Set of tasks |
[a] In the passage on electronics supply chains, list each hurdle it names as facing electronics companies.
[b] Answer these questions from the passage on electronics supply chains:
(i) Who is executive director of the Electronic Supply Chain Association?
(ii) How long is the life cycle for some HP products?
(iii) How much do returns cost the industry each year?

Today, however, the electronics industry is "becoming consumerized," says Dean Strausl, executive director of the Silicon Valley-based Electronic Supply Chain Association. The industry is all about consumers, and providing them with cell phones, PCs, iPods, BlackBerries, video games, and kids' toys.

As electronics companies race to fill consumers' desire for the latest new gadgets, they have many hurdles to overcome. These include:

Shorter life cycles. "In the early 1990s, electronics companies introduced new products once a year," Thibodeaux says. "Now they introduce new models throughout the year."

As a result, "product life cycles are very short," notes Ed Feitzinger, vice president of worldwide logistics for Hewlett-Packard Co., Palo Alto, Calif. "For some HP products, for example, the life cycle is only three months, as retailers seek even newer offerings that deliver a competitive advantage."

Because their products have such short life cycles, consumer electronics companies "need to make sure they manage their inventory efficiently," Thibodeaux says, so they don't get stuck holding obsolete material.

Thanks to strong sales, sophisticated planning systems, and improved product flow management, the sales-to-inventory ratio is dropping.

"Sales-to-inventory rates used to fall within the two- to three-month range, but that has slowly whittled down," Thibodeaux says. "We now have a scant few weeks of inventory."

Security. Consumer electronics are coveted items, and easy targets for theft. Flat panel TV displays, for example, "are not very big and the boxes are a reasonable size, making them easy to handle. They're greatly in demand, and would be easy for a thief to sell," Thibodeaux notes.

Product theft is "an enormous issue for Hewlett-Packard," Feitzinger says. "We have to stay ahead of various gangs targeting the product." It's not easy.

"Thieves are clever. They look for weak partners in the supply chain, then try to infiltrate them. HP maintains a large security operation, and works closely with its supply chain partners to prevent theft," Feitzinger says.

Reverse logistics. "Returns continue to be a big problem in many different ways, costing the industry more than $10 billion a year," Thibodeaux notes. "Legitimate returns make up only a fraction of the total number of returns. Often, products are returned because they don't work the way consumers thought they would. The consumer then assumes the product is defective."

Data shown |
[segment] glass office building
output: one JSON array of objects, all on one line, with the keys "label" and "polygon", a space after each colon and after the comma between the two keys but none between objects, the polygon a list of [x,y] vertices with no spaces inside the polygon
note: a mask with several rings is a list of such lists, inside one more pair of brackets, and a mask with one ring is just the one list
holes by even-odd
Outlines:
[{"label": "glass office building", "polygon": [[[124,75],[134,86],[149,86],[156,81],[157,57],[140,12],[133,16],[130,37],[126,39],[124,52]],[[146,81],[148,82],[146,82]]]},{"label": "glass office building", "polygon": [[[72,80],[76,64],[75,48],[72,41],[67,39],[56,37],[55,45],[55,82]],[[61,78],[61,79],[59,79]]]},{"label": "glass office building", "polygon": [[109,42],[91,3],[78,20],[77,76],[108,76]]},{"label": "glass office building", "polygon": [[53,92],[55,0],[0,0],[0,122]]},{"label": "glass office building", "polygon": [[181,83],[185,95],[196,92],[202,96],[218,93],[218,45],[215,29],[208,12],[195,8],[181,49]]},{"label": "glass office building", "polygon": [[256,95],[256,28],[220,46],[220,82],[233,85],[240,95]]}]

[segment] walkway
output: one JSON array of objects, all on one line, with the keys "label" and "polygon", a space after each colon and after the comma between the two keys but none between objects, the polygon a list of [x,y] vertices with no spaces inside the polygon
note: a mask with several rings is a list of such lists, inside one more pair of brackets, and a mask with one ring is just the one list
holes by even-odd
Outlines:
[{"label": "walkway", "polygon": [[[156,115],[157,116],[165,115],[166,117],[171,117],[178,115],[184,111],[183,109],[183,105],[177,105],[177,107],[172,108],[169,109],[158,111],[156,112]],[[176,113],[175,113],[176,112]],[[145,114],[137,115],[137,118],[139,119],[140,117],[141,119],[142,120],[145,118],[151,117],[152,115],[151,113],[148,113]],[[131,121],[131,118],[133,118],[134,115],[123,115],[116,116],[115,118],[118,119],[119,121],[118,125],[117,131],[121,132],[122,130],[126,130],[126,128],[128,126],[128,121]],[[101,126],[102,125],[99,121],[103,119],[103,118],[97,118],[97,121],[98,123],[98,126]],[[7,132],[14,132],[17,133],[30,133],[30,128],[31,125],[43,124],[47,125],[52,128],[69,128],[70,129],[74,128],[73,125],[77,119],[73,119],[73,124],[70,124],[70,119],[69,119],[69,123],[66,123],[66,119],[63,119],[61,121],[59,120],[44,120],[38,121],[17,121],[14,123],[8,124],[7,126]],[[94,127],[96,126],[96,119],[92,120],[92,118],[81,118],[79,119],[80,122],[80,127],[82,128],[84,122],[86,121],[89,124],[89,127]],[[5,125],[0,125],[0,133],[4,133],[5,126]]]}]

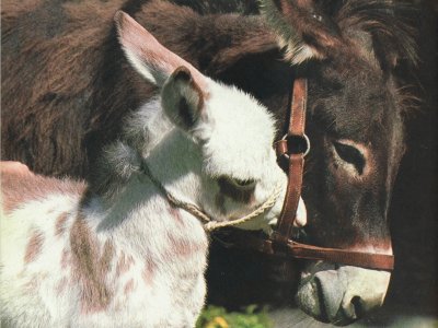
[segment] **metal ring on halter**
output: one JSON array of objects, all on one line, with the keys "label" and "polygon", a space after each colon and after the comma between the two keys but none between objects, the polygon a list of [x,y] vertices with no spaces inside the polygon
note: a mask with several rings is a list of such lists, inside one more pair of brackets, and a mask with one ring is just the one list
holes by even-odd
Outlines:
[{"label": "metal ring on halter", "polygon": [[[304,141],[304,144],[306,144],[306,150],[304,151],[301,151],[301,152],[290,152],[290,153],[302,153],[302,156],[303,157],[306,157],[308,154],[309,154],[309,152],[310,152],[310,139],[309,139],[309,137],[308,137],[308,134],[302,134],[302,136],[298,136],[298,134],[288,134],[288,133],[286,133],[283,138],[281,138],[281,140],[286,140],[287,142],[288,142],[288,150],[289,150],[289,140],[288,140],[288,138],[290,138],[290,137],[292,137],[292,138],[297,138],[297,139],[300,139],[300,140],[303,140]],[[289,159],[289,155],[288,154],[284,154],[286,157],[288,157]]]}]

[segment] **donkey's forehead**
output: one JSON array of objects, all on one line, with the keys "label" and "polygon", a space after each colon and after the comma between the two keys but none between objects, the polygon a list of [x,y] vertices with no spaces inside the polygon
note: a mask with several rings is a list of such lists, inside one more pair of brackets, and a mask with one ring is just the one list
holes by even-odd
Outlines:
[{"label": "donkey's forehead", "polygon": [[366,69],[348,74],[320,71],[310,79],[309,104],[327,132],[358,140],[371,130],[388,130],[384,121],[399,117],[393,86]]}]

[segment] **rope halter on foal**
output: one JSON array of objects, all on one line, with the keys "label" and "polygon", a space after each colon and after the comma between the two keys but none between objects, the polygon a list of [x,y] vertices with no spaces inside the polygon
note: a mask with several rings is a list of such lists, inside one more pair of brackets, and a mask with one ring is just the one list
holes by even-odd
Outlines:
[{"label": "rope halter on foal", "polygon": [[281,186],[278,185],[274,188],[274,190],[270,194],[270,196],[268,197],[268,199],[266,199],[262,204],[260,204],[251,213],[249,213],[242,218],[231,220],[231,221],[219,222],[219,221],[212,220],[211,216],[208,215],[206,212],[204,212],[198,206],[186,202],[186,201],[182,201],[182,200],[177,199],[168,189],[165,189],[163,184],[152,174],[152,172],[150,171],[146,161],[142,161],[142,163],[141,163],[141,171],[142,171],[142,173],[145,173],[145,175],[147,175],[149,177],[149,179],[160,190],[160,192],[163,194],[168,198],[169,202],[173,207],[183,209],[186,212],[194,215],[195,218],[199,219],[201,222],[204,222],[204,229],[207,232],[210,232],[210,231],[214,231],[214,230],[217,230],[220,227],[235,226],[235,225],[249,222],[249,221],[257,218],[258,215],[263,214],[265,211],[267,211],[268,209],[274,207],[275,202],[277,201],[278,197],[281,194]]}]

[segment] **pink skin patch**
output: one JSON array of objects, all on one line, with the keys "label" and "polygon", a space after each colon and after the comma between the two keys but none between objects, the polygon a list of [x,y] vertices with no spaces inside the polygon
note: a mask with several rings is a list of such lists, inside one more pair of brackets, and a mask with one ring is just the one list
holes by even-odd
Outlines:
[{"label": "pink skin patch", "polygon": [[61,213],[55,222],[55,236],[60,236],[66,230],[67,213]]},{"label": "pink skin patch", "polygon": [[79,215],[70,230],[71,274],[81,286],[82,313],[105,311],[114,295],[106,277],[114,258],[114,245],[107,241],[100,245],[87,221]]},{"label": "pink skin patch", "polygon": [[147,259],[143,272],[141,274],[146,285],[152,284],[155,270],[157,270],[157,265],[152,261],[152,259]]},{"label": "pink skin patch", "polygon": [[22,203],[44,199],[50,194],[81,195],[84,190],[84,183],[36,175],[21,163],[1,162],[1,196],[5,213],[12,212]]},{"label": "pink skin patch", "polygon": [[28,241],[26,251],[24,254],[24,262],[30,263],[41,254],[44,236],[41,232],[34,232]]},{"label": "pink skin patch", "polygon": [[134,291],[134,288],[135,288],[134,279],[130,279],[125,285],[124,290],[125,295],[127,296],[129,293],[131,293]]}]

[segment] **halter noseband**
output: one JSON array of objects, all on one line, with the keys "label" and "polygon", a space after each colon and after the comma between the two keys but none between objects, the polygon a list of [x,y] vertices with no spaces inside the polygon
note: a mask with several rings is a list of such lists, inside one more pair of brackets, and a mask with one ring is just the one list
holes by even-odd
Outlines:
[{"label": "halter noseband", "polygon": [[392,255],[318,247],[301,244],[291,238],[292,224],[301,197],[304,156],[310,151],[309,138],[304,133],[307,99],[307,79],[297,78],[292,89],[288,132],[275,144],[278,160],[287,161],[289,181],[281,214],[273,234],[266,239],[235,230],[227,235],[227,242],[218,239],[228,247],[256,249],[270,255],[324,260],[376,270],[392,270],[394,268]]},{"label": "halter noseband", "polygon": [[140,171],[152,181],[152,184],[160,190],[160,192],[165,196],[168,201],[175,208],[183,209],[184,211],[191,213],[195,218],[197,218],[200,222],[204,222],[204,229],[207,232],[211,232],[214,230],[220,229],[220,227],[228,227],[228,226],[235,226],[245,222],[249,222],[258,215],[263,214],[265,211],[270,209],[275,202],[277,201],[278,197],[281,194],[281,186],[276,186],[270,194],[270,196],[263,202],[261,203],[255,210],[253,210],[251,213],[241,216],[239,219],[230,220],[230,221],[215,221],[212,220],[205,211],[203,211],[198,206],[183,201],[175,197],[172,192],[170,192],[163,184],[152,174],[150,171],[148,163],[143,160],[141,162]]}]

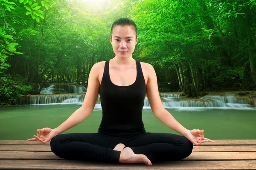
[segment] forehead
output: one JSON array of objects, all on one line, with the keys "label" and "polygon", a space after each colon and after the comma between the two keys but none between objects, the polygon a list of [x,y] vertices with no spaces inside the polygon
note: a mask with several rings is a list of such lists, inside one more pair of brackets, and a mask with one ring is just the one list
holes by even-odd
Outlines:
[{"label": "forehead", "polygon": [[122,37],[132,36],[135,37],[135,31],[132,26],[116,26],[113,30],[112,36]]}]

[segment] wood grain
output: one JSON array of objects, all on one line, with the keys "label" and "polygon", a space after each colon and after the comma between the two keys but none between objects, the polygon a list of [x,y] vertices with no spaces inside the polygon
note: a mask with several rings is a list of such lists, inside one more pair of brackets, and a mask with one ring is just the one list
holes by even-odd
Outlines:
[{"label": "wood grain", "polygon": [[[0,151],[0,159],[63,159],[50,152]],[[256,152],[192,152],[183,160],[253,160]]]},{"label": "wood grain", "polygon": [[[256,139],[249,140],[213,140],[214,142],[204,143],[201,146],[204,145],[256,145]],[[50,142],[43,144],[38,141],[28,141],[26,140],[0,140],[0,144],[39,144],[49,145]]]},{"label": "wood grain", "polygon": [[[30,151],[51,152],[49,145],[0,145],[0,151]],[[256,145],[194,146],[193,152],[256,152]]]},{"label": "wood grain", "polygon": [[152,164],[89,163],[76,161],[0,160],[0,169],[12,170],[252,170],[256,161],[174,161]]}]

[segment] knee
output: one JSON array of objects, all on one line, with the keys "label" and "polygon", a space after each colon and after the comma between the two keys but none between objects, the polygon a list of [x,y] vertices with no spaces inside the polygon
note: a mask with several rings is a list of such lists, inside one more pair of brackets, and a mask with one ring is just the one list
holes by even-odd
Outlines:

Solutions below |
[a]
Shorter life cycles
Security
Reverse logistics

[b]
(i) Dean Strausl
(ii) Only three months
(iii) More than $10 billion a year